* **Goal of the exercise**
Copy every one of the following records word for word, keeping each line as it stands.

[START OF Records]

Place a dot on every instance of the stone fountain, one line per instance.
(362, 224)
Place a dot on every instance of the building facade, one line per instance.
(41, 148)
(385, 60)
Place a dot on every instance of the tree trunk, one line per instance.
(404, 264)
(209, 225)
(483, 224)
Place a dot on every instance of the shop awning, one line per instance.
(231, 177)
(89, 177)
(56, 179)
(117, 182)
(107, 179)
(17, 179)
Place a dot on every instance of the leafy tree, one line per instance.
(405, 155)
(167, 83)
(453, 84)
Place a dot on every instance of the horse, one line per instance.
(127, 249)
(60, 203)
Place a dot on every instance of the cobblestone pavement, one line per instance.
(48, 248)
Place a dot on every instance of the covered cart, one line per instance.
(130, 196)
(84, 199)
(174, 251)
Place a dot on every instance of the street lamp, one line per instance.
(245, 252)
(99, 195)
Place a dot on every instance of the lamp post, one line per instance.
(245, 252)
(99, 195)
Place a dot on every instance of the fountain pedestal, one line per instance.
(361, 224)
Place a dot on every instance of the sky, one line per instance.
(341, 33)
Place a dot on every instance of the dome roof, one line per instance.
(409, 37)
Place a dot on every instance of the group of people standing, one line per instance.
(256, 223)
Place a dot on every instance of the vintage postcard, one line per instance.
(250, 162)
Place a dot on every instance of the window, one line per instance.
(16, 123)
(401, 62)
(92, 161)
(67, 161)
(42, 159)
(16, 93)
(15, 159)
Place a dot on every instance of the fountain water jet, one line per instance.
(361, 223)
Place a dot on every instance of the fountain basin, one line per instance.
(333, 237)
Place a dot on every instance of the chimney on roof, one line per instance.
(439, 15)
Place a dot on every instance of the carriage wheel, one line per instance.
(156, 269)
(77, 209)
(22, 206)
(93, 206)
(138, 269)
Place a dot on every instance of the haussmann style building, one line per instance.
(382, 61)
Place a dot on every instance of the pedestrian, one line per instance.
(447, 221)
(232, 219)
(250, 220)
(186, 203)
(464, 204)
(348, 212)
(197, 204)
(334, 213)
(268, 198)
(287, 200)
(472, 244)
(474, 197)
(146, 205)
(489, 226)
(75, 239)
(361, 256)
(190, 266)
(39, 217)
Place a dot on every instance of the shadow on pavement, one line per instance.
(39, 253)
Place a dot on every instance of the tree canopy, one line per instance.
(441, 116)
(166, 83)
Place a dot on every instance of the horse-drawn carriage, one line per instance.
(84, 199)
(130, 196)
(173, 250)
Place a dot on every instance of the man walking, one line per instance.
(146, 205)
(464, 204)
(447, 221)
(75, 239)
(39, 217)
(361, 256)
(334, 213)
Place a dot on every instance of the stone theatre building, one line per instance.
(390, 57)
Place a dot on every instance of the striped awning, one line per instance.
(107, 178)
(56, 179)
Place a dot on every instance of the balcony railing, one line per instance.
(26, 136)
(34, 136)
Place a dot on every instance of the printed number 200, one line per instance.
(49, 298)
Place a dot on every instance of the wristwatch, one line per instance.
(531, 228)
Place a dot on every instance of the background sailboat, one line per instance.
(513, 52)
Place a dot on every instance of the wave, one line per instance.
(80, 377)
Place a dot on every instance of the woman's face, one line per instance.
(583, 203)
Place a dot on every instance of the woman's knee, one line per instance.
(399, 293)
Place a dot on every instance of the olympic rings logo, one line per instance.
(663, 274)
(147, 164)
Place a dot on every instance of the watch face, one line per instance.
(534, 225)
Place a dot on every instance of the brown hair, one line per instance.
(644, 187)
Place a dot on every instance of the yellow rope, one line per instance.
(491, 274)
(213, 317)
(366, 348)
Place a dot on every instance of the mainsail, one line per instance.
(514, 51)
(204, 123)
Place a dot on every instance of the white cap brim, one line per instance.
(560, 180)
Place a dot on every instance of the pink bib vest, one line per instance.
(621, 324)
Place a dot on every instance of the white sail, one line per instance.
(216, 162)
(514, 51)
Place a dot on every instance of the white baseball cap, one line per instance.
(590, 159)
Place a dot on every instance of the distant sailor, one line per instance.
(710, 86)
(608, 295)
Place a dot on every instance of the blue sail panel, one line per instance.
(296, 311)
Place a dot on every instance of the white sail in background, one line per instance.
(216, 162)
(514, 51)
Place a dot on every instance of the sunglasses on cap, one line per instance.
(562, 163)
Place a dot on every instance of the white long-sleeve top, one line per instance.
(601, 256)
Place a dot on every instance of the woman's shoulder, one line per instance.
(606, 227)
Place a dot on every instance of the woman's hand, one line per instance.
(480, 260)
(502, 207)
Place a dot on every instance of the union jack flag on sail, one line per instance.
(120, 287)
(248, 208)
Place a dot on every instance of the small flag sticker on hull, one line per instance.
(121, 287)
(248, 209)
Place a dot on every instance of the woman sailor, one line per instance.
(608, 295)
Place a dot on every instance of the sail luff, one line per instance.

[END OF Records]

* **Exercise result**
Place a dot on every instance of the stone fountain, one line per instance.
(362, 224)
Place a dot on every instance of the building facade, one line per instance.
(41, 148)
(385, 60)
Place a dot on every instance of the tree trunk, one line per instance.
(404, 264)
(209, 225)
(483, 224)
Place a dot on every instance of the shop awning, one line per instance.
(231, 177)
(89, 177)
(56, 179)
(117, 182)
(107, 179)
(17, 179)
Place a dot on every instance of the leafy tree, one line per instance.
(405, 155)
(167, 83)
(453, 84)
Place a dot on every instance of the horse, one line per instance.
(127, 249)
(60, 203)
Place a dot on every instance of the cobblestone pavement, one line per instance.
(48, 248)
Place a dot on every instance of the covered cart, one line per instance.
(130, 196)
(84, 199)
(174, 251)
Place a dot on every instance of the street lamp, one line per instance.
(245, 252)
(99, 195)
Place a dot on every instance of the lamp post, one line per instance.
(245, 252)
(99, 195)
Place a dot on every instance of the fountain pedestal, one line per instance.
(361, 224)
Place a dot on every instance of the sky, one line per instance.
(341, 33)
Place a dot on every instance of the dome roof, one line per instance.
(409, 37)
Place a dot on every instance of the group of people standing, one line per instance.
(256, 223)
Place a dot on every instance of the vintage postcard, one line per instance.
(250, 162)
Place a dot on every instance of the window, one line per instance.
(16, 123)
(401, 62)
(92, 161)
(67, 161)
(42, 159)
(16, 93)
(15, 159)
Place a dot on every instance of the fountain water jet, one line per instance.
(361, 223)
Place a dot on every instance of the fountain basin, one line per instance.
(333, 237)
Place a dot on every instance of the chimney on roof, one line per instance.
(439, 15)
Place a dot on every instance of the carriage wheel, one line per instance.
(156, 269)
(77, 209)
(22, 206)
(93, 206)
(138, 269)
Place a dot on every instance of the haussmann style building, one line per instance.
(382, 61)
Place a dot on every instance of the pedestrian, one line per instance.
(447, 221)
(232, 219)
(250, 220)
(186, 203)
(464, 204)
(348, 212)
(197, 204)
(334, 213)
(268, 198)
(287, 200)
(472, 244)
(474, 197)
(146, 205)
(489, 226)
(75, 239)
(361, 256)
(190, 266)
(39, 217)
Place a dot on every instance of the shadow on pavement, one line per instance.
(39, 253)
Place a dot on every instance of the tree canopy, one line per instance.
(441, 116)
(166, 83)
Place a dot on every instance of the horse-drawn carriage, one line per instance.
(84, 199)
(130, 196)
(173, 250)
Place a dot on every instance of the man walking, one line per instance.
(146, 205)
(464, 204)
(447, 221)
(75, 239)
(39, 217)
(361, 256)
(334, 213)
Place a dot on every instance of the stone theatre building, one line per instance.
(390, 57)
Place a dot on every instance of the striped awning, one line per instance.
(107, 178)
(56, 179)
Place a dot on every instance of the balcony railing, one line per instance.
(26, 136)
(34, 136)
Place a dot on every instance of the printed number 200, one line per instance.
(49, 298)
Place a dot on every instance of the wristwatch, one line per instance.
(531, 228)
Place a dot on every instance of the background sailboat, one line per instance.
(513, 52)
Place a dot on every instance of the wave, one line per instance.
(80, 377)
Place a dot on every instance of the woman's face, one line per instance.
(583, 203)
Place a dot on every instance of the woman's knee, one line per instance.
(399, 293)
Place a dot on every instance of the olympic rings logo, one line per instance.
(663, 274)
(147, 164)
Place a dot on every instance of the watch face, one line per instance.
(534, 225)
Place a dot on every instance of the brown hair, one line per instance.
(644, 187)
Place a dot on every instance of the yellow rope, one line per instance.
(491, 274)
(213, 317)
(366, 348)
Place a dot on every instance of the mainsail, one line per instance.
(514, 51)
(204, 123)
Place a dot on every instance of the white cap brim, one line per instance.
(560, 180)
Place a dot on every instance of the pink bib vest, one line per instance.
(621, 324)
Place a dot on every instance of the white sail, one line per instance.
(216, 162)
(514, 51)
Place a dot on every instance of the white baseball cap, one line per instance.
(590, 159)
Place a dot on every instance of the distant sailor, one line per instance.
(710, 86)
(608, 295)
Place a dot on every instance of the blue sail panel, one line per instance.
(296, 311)
Place a dot on every instance of the white sail in background, one line per instance.
(216, 162)
(514, 51)
Place a dot on every instance of the sunglasses on cap, one line per instance.
(562, 163)
Place a dot on every instance of the white long-sleeve top, one line per instance.
(601, 256)
Place a dot on every instance of the woman's shoulder, one line per instance.
(606, 227)
Place a dot on every instance of the woman's hand, one line per instance.
(480, 260)
(502, 207)
Place a dot on every instance of the union jack flag on sail, one line per instance.
(120, 287)
(248, 208)
Place a dot on every instance of the small flag sticker on hull, one line per instance.
(121, 287)
(248, 209)
Place a dot on every instance of the woman sailor, one line per instance.
(608, 295)
Place a dot on every instance of the sail luff, one line per instance.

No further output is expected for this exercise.